# Data
----

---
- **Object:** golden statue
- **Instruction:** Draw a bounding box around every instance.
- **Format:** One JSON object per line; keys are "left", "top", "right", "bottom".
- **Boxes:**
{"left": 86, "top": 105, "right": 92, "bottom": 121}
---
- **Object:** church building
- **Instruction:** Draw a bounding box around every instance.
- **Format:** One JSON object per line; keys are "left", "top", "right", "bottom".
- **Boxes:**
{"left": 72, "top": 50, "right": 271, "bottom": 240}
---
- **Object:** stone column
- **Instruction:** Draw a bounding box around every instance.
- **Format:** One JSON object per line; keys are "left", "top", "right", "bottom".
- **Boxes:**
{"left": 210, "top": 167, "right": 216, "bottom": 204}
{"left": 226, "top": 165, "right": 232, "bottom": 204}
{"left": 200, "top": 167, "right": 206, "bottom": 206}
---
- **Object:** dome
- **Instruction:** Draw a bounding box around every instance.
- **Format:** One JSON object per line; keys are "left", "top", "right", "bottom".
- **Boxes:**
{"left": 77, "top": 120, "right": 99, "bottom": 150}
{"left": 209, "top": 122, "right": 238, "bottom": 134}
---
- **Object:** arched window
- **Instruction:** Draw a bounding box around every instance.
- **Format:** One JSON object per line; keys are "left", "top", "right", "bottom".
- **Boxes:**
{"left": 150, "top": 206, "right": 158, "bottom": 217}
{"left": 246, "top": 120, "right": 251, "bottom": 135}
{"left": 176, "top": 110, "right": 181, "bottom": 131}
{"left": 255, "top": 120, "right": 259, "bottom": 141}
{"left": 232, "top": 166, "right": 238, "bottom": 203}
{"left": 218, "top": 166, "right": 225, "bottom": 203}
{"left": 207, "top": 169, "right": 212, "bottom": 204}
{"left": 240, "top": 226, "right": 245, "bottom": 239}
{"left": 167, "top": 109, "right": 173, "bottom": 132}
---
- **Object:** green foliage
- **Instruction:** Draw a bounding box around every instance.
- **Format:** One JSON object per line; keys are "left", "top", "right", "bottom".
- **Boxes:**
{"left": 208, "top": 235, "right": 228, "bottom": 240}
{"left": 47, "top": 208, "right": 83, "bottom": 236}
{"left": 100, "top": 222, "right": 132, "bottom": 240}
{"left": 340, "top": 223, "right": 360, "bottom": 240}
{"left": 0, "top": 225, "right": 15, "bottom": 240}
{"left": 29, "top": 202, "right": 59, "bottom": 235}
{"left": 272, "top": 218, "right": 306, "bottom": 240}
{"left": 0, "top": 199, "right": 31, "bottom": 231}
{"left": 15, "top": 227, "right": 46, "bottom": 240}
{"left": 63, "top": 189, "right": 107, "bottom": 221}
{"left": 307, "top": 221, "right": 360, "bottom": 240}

----

Reproduce the listing in full. Keep it exactly as written.

---
- **Object:** golden statue
- **Instruction:** Draw a bounding box around every instance.
- **Format:** One JSON object per line; keys are "left", "top", "right", "bottom".
- **Boxes:**
{"left": 86, "top": 105, "right": 92, "bottom": 121}
---
- **Object:** church building
- **Instruction:** Draw a bounding box around every instance.
- **Format:** One JSON object per line; keys are "left", "top", "right", "bottom".
- **Boxes:**
{"left": 72, "top": 50, "right": 271, "bottom": 240}
---
- **Object:** stone column
- **Instruction:** Draw a bounding box around every instance.
- **Format:** One JSON object per line; keys are "left", "top", "right", "bottom".
- **Boxes:**
{"left": 210, "top": 167, "right": 216, "bottom": 204}
{"left": 226, "top": 165, "right": 232, "bottom": 204}
{"left": 200, "top": 167, "right": 206, "bottom": 206}
---
- **Object:** dome
- **Instruction:** Draw a bounding box around every instance.
- **Format:** One JSON object per line; keys are "left", "top", "right", "bottom".
- **Boxes:**
{"left": 77, "top": 120, "right": 99, "bottom": 150}
{"left": 209, "top": 122, "right": 238, "bottom": 134}
---
- **Object:** arched window
- **Instruction:** Draw a bounding box around every instance.
- **Format:** One JSON object per line; keys are "left", "top", "right", "bottom".
- **Boxes:**
{"left": 150, "top": 206, "right": 158, "bottom": 217}
{"left": 246, "top": 120, "right": 251, "bottom": 135}
{"left": 176, "top": 110, "right": 181, "bottom": 131}
{"left": 255, "top": 120, "right": 259, "bottom": 141}
{"left": 232, "top": 166, "right": 238, "bottom": 203}
{"left": 218, "top": 166, "right": 225, "bottom": 203}
{"left": 207, "top": 169, "right": 212, "bottom": 204}
{"left": 240, "top": 226, "right": 245, "bottom": 239}
{"left": 167, "top": 109, "right": 173, "bottom": 132}
---
- **Object:** green foliage
- **Instruction:** Draw a bounding box around every instance.
- **Format:** One JSON object per line; keys are "left", "top", "right", "bottom".
- **Boxes:**
{"left": 208, "top": 235, "right": 228, "bottom": 240}
{"left": 47, "top": 208, "right": 83, "bottom": 236}
{"left": 100, "top": 222, "right": 132, "bottom": 240}
{"left": 340, "top": 223, "right": 360, "bottom": 240}
{"left": 0, "top": 225, "right": 15, "bottom": 240}
{"left": 29, "top": 202, "right": 59, "bottom": 235}
{"left": 272, "top": 218, "right": 306, "bottom": 240}
{"left": 0, "top": 199, "right": 31, "bottom": 231}
{"left": 15, "top": 227, "right": 46, "bottom": 240}
{"left": 63, "top": 189, "right": 107, "bottom": 221}
{"left": 307, "top": 221, "right": 360, "bottom": 240}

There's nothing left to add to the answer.